***** Records to use *****

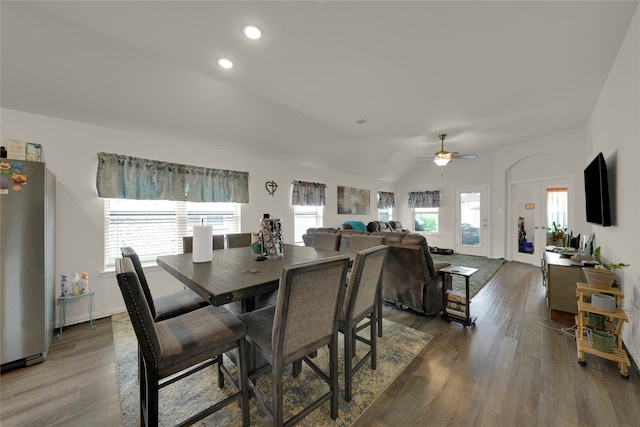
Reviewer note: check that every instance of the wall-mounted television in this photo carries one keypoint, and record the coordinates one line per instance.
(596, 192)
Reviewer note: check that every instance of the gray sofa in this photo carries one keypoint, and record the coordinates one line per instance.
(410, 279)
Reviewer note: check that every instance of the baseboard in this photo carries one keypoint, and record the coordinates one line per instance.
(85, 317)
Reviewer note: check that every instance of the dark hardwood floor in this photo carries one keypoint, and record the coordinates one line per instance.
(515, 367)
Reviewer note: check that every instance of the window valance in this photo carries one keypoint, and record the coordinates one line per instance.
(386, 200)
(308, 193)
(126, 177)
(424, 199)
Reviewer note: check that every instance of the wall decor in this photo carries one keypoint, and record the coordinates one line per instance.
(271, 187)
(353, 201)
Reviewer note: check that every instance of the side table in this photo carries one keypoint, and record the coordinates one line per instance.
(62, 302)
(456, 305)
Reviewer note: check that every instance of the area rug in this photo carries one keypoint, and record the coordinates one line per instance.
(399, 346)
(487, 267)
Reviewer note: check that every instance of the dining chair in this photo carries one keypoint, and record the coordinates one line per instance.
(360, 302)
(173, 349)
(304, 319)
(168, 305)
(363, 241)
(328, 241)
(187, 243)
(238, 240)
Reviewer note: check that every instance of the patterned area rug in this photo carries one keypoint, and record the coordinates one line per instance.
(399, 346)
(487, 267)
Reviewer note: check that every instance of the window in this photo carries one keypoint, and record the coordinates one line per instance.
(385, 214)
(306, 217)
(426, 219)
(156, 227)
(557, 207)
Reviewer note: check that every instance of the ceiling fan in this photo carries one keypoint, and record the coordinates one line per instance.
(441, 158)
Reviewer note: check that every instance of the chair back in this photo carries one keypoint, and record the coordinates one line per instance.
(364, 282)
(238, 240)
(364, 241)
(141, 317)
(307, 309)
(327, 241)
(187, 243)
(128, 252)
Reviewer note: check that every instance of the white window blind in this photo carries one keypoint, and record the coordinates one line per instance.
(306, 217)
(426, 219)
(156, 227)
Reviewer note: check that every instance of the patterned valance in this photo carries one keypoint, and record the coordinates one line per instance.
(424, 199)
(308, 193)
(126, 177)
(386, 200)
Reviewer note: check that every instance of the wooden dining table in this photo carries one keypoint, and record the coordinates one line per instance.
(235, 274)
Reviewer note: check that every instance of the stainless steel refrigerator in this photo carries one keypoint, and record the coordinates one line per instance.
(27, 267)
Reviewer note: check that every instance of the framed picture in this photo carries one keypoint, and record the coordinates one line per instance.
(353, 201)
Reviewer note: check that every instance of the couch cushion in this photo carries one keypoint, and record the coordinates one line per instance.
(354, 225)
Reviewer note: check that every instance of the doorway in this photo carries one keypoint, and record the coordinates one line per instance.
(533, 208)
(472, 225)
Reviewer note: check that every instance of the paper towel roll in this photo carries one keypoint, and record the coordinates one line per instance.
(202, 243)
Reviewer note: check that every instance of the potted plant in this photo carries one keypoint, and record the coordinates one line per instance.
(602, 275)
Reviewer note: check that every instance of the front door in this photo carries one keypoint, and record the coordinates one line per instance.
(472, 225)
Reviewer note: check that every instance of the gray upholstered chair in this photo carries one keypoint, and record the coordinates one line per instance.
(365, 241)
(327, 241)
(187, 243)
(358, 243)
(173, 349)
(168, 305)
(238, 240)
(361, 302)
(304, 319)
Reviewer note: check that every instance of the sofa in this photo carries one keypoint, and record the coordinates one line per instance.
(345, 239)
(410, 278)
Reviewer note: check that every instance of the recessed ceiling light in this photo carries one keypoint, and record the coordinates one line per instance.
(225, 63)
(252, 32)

*****
***** Records to use *****

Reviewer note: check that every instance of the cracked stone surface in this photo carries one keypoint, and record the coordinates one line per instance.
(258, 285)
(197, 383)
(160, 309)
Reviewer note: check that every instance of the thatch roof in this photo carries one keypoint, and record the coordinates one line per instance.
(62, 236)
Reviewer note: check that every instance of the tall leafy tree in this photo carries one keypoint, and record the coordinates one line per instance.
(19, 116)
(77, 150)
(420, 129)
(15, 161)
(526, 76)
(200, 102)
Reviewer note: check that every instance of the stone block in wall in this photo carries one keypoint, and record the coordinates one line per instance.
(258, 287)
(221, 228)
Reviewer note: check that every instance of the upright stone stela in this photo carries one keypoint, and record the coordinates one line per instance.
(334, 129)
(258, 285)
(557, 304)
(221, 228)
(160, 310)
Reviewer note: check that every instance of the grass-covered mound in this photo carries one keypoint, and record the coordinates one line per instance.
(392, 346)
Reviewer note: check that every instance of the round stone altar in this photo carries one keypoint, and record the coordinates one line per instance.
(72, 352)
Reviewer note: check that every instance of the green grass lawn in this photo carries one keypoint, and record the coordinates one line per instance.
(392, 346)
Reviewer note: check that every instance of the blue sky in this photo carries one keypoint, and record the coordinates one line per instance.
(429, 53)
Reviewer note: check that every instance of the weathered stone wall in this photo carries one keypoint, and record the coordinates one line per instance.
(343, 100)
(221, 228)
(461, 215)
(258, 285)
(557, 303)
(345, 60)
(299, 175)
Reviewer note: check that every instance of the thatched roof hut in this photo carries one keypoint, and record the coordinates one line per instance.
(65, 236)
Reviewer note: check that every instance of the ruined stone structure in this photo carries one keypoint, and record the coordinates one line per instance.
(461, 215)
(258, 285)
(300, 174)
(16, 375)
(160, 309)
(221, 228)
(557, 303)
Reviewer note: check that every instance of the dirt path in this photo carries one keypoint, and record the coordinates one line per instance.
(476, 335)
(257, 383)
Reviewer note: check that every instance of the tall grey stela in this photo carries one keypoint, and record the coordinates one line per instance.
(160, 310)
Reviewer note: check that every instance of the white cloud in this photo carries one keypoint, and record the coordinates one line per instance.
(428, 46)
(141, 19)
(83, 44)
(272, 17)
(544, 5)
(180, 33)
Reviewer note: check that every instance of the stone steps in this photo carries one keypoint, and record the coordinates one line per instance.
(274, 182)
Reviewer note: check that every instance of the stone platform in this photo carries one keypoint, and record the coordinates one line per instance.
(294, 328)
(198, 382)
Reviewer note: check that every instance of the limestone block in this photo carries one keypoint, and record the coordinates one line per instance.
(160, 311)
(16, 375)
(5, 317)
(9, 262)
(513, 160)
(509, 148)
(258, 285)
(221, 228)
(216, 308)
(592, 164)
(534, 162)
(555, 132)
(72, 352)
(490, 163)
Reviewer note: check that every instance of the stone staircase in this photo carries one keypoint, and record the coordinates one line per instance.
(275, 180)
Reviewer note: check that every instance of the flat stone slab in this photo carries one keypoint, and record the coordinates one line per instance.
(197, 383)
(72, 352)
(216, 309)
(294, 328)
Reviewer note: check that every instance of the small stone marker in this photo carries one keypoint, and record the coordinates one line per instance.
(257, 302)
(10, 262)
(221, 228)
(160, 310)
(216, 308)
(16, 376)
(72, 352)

*****

Exercise description:
Copy out every line of the records above that contains the string "ceiling", matching case exactly.

Answer to this exercise:
Reviewer note: check that every instance of the ceiling fan in this photo carries one keypoint, and record the coordinates one line per instance.
Reviewer note: check that every instance of the recessed ceiling light in this photo carries one keypoint, and record the coordinates one line per instance.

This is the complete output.